** START OF Supplied material **

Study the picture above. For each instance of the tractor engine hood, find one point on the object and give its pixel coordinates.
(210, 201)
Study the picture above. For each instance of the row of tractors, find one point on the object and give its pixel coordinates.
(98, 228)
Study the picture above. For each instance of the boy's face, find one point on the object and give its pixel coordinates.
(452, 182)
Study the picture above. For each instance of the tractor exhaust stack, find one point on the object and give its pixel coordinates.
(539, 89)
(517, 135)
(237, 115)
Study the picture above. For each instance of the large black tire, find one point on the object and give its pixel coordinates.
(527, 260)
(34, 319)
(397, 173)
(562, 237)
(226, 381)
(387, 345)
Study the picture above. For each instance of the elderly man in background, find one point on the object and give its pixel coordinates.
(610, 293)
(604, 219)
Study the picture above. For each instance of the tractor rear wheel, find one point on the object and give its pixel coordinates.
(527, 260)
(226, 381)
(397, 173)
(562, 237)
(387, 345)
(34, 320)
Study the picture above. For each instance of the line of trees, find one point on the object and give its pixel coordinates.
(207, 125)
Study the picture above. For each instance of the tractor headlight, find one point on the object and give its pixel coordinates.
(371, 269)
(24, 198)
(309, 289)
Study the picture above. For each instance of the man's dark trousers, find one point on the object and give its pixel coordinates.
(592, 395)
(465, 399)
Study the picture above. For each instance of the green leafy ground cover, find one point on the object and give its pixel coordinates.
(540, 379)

** END OF Supplied material **

What is required: Write out all of the records above again, switching "pixel coordinates" to "x and y coordinates" and leaving everything else unchanged.

Final answer:
Study the picture above. For each instance of the tractor engine hood, find one point on the object and give its x and y coordinates.
(210, 201)
Study the picture above. For each instance of the row of tractors, find one point on the object and give its x and y coordinates.
(98, 228)
Study the picture above. For each instance of the boy's face, find one point on the object and give its x and y coordinates.
(452, 182)
Study the picture above. For each instance of the tractor exhaust stack, find one point on the object and give its x and y coordinates.
(539, 89)
(517, 135)
(237, 115)
Study the picture above. For each instance of the large black tire, find one point on the object and give its x and y coordinates.
(527, 260)
(34, 319)
(397, 173)
(562, 237)
(226, 381)
(387, 345)
Study the picture above. For each instance of the elderly man in background, find one point on the object and give its x and y coordinates.
(610, 293)
(604, 219)
Study the picture above. For each instance of the tractor rear wheel, find one point on the object and give its x and y coordinates.
(527, 260)
(226, 381)
(397, 173)
(562, 237)
(387, 345)
(34, 320)
Study the picture above. For each instance of the line of trees, find one point on the object and give its x and y coordinates.
(207, 125)
Study the picture above. For each instance of the tractor headlight, find one point on the object and give its x and y coordinates.
(371, 269)
(24, 198)
(309, 289)
Study the picture above. For each instance of the man's dark trousers, find one point on the object and give its x and y coordinates.
(592, 395)
(465, 399)
Study the picture above. For each instance of the green leafy ground cover, find one point on the object and give its x and y coordinates.
(540, 379)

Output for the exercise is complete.